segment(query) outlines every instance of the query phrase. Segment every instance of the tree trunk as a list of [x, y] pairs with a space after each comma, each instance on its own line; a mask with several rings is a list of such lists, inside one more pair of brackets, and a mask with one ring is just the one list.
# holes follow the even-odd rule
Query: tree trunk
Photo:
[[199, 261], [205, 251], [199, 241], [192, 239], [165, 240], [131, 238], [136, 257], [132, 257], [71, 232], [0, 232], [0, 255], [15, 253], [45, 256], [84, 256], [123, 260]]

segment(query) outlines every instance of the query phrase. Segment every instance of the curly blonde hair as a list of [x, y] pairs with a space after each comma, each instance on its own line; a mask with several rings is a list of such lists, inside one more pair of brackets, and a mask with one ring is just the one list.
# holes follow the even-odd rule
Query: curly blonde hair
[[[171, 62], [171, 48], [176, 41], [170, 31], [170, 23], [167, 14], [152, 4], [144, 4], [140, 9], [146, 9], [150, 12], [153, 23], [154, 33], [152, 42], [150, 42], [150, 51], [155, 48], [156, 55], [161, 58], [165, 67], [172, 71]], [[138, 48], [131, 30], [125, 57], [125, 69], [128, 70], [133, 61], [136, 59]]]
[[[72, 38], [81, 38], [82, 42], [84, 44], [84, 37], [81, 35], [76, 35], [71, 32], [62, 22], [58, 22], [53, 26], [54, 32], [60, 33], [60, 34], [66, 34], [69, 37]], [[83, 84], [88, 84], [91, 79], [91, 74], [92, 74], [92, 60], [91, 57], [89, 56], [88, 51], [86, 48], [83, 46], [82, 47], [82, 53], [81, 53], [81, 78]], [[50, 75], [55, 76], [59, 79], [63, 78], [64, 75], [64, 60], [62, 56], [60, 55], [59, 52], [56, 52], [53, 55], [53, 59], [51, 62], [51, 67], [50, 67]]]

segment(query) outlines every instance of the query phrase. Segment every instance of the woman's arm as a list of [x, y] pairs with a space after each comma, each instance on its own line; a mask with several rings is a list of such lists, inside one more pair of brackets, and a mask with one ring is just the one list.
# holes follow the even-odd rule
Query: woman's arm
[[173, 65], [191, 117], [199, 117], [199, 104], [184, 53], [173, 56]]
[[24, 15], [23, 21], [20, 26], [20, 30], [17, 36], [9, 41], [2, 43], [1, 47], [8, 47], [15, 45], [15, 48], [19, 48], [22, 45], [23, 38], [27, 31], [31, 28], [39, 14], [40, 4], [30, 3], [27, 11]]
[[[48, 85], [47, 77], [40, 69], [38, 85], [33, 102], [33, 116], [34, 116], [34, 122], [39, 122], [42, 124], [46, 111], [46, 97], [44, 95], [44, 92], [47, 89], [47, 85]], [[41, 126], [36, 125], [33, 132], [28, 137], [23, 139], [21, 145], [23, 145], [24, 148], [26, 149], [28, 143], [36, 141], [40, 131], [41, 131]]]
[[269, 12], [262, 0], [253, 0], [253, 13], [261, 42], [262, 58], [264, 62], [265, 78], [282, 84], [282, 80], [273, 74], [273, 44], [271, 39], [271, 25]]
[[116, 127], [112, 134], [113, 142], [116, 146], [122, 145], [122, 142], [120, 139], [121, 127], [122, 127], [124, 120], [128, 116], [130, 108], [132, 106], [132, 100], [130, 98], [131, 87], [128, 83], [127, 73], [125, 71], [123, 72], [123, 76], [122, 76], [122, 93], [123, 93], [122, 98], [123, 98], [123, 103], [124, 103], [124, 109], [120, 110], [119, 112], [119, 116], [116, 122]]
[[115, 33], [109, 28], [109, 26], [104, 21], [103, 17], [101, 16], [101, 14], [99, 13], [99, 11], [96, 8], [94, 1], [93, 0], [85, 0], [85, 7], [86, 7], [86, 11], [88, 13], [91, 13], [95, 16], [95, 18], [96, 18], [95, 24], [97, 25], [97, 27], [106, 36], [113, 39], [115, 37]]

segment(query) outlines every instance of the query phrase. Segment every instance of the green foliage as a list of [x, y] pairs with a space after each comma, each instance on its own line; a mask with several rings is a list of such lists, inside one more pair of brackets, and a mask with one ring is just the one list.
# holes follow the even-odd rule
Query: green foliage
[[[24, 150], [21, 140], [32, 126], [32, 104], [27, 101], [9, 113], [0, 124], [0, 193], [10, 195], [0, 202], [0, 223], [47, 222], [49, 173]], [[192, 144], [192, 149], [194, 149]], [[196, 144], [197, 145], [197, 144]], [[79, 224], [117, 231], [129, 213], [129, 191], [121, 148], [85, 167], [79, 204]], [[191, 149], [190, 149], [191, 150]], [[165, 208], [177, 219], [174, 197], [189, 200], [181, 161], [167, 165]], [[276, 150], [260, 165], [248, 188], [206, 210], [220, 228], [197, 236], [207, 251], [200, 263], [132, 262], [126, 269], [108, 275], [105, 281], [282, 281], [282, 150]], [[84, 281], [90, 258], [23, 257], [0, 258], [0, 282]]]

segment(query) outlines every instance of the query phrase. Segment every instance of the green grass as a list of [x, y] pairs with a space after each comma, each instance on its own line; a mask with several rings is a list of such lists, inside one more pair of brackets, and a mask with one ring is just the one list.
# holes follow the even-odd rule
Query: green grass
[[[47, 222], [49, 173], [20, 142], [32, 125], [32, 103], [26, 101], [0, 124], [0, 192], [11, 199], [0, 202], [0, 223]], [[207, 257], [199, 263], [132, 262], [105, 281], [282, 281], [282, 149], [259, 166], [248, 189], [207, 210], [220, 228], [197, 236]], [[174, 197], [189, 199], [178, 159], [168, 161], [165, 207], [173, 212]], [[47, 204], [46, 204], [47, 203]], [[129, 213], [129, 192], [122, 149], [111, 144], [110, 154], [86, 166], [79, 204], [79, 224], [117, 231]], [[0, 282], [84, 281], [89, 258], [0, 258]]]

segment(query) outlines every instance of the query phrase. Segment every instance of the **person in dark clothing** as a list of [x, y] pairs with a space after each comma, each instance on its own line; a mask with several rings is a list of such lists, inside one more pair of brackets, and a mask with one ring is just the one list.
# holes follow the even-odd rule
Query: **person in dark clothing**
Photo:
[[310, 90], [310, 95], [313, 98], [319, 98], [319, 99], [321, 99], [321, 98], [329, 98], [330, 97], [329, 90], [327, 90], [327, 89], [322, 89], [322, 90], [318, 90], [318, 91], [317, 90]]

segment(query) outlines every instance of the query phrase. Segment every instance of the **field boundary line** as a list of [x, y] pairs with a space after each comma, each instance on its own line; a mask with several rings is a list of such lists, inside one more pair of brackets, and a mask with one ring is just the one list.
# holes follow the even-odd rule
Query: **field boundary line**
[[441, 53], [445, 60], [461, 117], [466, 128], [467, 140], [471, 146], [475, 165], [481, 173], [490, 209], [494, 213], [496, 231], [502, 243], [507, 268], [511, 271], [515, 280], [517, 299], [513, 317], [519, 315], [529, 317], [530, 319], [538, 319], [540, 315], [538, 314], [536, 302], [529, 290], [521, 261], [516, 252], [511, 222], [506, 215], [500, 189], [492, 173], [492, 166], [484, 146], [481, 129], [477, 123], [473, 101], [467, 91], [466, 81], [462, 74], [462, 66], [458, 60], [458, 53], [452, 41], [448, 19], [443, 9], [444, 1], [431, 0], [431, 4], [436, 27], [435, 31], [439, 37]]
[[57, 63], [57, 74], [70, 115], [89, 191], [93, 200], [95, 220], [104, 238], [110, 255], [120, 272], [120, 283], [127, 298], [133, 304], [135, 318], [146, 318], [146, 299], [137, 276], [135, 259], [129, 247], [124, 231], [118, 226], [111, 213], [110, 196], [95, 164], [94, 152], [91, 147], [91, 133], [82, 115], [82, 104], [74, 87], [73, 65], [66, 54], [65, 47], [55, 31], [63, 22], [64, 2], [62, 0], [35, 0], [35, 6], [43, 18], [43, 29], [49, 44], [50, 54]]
§ §
## What the task asks
Go through the records above. Copy each line in which the string "tree" appears.

## Answer space
segment(query) outlines every instance of the query phrase. Segment every instance of the tree trunk as a list of [x, y] pairs with a space after each comma, each instance on its own line; a mask with several rings is a list of such lists, inside one more pair of brackets, and a mask with one ring is just the one list.
Query: tree trunk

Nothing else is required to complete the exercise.